● **Stated goal**
Return, word for word, the lines beginning with the line that contains "diagonal steel strut." and ending with the line that contains "(1248, 746)", with both of those lines included.

(Data items)
— start —
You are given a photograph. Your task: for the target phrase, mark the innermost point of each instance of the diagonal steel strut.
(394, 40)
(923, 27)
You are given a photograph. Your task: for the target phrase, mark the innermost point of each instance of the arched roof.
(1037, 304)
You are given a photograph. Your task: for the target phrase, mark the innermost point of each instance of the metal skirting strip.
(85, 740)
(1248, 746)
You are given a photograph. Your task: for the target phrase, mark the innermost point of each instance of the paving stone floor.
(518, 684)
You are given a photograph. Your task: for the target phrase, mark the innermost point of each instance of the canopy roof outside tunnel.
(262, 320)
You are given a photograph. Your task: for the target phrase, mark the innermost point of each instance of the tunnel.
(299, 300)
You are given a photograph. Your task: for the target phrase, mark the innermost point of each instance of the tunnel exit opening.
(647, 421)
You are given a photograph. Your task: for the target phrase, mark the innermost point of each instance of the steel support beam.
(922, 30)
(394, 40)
— end —
— start —
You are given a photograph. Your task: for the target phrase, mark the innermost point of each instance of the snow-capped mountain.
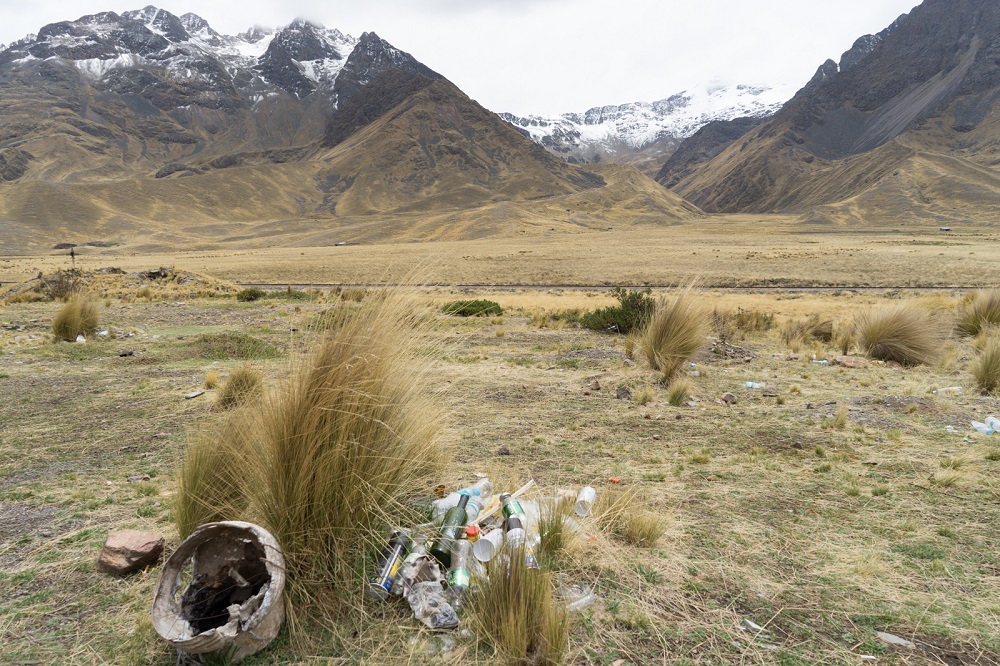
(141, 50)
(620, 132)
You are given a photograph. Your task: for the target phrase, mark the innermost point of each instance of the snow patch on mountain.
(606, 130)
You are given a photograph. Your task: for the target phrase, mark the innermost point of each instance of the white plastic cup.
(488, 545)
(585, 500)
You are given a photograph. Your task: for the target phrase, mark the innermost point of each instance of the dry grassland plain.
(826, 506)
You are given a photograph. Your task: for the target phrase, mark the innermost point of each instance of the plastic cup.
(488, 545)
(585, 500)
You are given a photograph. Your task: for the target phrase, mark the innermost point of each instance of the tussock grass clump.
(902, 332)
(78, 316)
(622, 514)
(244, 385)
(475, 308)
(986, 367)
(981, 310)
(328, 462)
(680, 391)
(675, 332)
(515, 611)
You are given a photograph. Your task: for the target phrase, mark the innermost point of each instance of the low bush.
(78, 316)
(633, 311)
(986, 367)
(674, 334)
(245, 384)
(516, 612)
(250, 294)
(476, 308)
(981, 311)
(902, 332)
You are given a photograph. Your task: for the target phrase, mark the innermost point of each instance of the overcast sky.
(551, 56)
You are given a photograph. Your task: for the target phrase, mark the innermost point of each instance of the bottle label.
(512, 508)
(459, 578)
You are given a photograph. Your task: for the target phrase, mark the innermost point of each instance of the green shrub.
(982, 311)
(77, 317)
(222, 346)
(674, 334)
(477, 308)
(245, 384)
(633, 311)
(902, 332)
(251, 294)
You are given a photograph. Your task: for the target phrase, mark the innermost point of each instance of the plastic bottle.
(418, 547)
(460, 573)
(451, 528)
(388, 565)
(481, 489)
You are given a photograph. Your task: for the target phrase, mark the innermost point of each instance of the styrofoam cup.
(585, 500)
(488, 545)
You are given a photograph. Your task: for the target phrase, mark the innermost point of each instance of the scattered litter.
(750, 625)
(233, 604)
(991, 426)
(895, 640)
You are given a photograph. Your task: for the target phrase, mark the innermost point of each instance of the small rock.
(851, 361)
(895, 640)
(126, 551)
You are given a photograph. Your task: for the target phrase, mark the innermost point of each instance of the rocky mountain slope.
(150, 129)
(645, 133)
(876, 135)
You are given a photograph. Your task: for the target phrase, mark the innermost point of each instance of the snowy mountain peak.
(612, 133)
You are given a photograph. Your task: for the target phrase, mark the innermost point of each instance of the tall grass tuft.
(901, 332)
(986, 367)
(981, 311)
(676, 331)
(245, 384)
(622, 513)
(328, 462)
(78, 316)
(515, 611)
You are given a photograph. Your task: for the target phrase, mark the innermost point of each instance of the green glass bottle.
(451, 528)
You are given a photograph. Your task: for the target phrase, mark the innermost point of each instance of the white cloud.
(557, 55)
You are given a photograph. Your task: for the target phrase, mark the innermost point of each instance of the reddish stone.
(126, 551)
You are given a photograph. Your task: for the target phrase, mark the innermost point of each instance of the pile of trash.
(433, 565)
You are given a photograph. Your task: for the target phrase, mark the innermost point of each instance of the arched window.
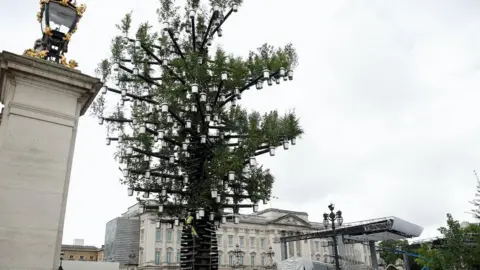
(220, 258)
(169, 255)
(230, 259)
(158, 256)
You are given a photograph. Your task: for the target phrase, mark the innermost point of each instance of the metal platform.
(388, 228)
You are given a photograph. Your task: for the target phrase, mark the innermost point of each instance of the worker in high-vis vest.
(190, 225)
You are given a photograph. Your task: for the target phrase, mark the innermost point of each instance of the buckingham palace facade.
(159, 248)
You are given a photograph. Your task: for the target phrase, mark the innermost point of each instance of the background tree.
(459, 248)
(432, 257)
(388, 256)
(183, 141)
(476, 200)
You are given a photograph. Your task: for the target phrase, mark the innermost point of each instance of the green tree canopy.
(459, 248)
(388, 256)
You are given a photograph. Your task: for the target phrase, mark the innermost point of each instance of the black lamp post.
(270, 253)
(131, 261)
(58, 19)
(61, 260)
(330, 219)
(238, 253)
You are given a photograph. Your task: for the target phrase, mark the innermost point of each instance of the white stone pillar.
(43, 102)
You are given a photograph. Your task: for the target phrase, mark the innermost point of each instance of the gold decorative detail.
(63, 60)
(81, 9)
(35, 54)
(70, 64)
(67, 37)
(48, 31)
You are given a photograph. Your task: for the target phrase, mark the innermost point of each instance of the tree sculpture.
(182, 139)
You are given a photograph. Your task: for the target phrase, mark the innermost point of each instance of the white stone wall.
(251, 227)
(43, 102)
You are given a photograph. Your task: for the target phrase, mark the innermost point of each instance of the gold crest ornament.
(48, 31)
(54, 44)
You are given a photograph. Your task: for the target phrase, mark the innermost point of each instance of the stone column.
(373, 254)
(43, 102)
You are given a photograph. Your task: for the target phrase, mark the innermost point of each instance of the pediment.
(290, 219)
— end —
● **Solution to the problem**
You are given a photograph. Your task: for the target phrase, mark the innermost point of each instance of the diagonal steel strut.
(394, 40)
(923, 27)
You are given a photograph. Your task: for the target phrase, mark the innermost point of each instance of the arched roof.
(1037, 304)
You are given a photograph. Your task: for the target phrase, mark the innermost point of each instance of the metal skirting strip.
(85, 740)
(1248, 746)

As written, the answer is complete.